Stored dataset items:
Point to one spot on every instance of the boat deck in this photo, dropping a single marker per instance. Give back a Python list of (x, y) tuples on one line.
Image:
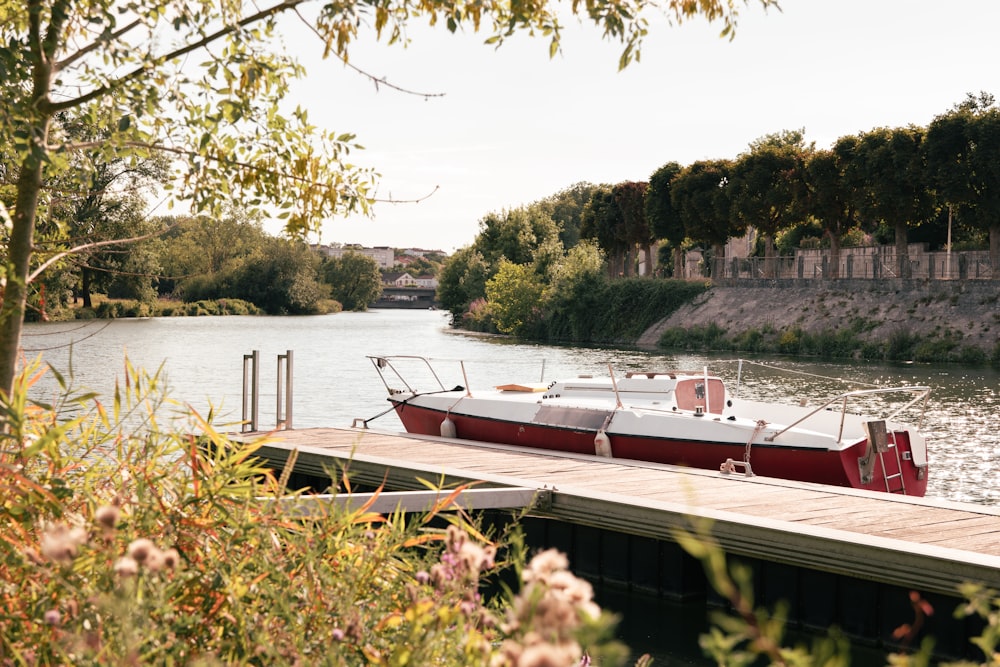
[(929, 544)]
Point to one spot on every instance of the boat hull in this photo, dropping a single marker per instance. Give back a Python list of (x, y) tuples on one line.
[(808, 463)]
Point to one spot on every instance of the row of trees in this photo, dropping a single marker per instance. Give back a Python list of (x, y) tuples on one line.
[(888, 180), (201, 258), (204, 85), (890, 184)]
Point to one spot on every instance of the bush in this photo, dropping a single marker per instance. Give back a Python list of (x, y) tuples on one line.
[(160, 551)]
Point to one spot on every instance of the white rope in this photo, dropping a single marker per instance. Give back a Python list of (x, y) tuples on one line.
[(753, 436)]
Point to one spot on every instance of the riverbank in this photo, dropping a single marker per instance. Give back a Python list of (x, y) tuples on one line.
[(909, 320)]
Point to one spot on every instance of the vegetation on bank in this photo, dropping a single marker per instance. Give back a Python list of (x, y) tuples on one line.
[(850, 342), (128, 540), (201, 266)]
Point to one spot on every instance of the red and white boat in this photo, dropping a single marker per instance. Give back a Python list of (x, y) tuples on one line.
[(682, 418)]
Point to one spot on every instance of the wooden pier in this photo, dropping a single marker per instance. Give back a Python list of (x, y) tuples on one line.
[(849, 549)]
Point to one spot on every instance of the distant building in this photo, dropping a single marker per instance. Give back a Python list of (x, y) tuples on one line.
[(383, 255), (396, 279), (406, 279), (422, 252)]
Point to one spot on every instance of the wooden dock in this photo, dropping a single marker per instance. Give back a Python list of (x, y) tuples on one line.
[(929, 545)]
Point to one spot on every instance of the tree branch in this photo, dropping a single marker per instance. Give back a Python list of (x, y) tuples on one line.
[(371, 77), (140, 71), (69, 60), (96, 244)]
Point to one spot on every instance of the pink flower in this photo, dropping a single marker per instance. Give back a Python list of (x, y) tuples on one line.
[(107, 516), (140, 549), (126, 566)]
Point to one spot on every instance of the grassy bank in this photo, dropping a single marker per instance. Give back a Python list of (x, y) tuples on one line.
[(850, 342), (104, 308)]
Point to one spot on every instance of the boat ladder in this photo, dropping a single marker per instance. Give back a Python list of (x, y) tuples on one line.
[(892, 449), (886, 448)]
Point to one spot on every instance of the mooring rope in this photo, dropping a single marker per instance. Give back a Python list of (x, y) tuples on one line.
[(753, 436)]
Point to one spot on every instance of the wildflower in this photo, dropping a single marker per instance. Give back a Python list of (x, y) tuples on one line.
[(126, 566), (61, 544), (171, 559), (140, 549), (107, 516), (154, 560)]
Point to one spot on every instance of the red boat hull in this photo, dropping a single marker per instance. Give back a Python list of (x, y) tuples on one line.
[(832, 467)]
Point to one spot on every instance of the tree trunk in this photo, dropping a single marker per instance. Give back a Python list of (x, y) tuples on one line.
==
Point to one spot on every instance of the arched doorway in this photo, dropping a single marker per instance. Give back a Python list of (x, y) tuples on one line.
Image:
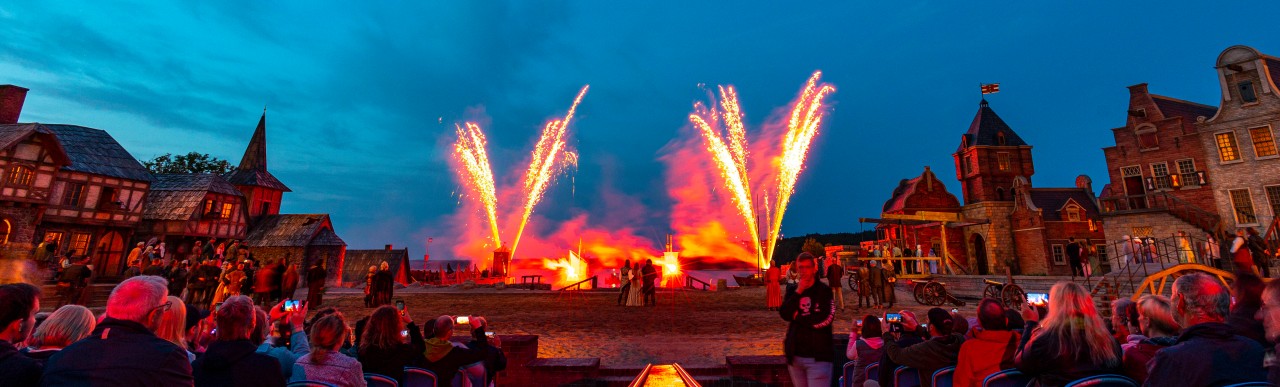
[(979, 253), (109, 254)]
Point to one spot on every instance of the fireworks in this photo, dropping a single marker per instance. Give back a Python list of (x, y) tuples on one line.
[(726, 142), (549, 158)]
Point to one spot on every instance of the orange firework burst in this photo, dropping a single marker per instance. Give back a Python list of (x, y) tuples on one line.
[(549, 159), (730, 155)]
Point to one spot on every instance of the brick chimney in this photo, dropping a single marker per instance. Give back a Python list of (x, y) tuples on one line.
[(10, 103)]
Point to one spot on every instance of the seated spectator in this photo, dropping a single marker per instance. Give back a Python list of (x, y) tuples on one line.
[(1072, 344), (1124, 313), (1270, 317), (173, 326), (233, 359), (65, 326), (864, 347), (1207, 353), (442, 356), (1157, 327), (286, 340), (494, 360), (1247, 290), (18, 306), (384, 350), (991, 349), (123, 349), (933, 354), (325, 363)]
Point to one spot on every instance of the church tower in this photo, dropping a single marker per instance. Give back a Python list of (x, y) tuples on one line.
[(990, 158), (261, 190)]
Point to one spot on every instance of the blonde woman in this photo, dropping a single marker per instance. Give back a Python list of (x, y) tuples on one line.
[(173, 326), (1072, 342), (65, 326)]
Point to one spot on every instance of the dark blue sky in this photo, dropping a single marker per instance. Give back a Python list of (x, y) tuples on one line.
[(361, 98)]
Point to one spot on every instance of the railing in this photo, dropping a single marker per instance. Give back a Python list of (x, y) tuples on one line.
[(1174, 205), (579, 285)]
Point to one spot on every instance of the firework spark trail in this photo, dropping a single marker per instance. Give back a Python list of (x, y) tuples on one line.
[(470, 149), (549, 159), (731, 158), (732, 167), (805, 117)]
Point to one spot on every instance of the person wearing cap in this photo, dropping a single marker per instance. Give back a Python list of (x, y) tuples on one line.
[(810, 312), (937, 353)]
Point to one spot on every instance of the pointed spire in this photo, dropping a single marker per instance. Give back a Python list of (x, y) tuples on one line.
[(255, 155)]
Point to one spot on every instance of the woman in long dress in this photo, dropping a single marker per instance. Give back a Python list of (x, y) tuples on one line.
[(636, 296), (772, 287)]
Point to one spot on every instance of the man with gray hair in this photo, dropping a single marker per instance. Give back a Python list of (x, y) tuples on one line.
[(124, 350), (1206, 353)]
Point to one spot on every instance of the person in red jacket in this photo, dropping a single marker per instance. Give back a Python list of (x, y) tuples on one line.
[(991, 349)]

— Request —
Format the records from the line with "Point to one spot on every instance of the fireworks" to the line with "[(10, 103)]" as a numbered list, including both of those lines and omitting any blank lines.

— In response —
1. Point to one spot on every instance of the fireworks in this photo, dropping a single marker per instance. Give back a Python list of (x, y) tuples on one line.
2. [(726, 142), (549, 158)]
3. Point to one spot on every instance of the orange firework burst in this photo, dropping a single marker per instance. Give back a Python list of (x, y) tuples on one line.
4. [(549, 159), (730, 155)]
5. Point to one spot on every instance of the brick chimney in this photo, dropping a single marker per instance. Give back a Python list of (x, y) tuples on one line.
6. [(10, 103)]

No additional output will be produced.